■ Set task ■
Copy word for word the lines of the data below, from the line that contains "Exercise. Point to every instance of the red" through the last line of the data, including both.

☆ ☆ ☆

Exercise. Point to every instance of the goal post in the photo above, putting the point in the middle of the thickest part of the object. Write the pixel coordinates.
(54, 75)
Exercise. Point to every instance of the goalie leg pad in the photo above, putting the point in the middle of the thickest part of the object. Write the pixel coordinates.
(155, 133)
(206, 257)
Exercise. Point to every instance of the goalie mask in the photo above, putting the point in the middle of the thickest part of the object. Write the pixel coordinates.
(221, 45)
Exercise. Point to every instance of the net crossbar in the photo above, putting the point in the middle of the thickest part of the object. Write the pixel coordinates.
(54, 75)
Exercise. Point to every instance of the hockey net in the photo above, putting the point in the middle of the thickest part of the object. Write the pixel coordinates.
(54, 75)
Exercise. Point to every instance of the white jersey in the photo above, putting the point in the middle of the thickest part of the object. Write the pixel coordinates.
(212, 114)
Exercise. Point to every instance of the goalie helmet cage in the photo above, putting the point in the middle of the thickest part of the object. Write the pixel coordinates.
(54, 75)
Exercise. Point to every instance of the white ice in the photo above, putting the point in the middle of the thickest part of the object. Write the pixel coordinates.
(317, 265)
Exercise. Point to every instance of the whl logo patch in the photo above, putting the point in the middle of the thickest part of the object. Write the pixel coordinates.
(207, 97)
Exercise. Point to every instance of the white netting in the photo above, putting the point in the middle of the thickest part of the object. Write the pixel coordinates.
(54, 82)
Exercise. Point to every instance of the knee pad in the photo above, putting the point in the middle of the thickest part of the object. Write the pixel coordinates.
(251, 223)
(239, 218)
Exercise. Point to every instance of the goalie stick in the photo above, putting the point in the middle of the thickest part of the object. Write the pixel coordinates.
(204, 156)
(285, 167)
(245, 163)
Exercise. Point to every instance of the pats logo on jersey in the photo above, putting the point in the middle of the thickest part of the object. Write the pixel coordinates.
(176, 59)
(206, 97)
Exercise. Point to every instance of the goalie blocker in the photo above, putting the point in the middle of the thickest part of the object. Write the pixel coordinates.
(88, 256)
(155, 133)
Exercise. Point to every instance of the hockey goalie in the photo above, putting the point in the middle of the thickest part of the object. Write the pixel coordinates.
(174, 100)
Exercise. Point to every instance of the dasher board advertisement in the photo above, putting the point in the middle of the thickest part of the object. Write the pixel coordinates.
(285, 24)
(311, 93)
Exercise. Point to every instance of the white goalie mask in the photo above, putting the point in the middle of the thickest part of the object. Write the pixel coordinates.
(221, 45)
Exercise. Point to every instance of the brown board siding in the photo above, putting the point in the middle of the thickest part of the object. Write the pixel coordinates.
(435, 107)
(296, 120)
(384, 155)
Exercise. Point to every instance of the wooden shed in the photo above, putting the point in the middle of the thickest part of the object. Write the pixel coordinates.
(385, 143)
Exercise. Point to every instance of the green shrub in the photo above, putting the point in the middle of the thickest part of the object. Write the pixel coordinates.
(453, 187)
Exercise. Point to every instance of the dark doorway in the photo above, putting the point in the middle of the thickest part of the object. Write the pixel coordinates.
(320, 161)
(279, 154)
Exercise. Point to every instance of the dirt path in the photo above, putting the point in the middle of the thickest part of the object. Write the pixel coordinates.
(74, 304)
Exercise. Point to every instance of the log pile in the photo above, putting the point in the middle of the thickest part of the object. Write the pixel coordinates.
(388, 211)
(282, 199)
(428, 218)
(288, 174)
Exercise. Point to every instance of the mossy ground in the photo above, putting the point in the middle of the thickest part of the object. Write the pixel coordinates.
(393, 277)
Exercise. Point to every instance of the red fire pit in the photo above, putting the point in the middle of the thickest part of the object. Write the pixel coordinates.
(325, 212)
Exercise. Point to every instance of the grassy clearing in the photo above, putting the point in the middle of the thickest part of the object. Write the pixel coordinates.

☆ ☆ ☆

■ Expected answer ■
Exercise. Point to every instance of the red fire pit in the photo above, putting the point in the middle of the thickest part of the object. Write the pixel coordinates.
(325, 212)
Exercise. Point to every instance of the grassy clearing in the photo above, putting the point in the middle of the thickest part of the object. Write the pixel coordinates.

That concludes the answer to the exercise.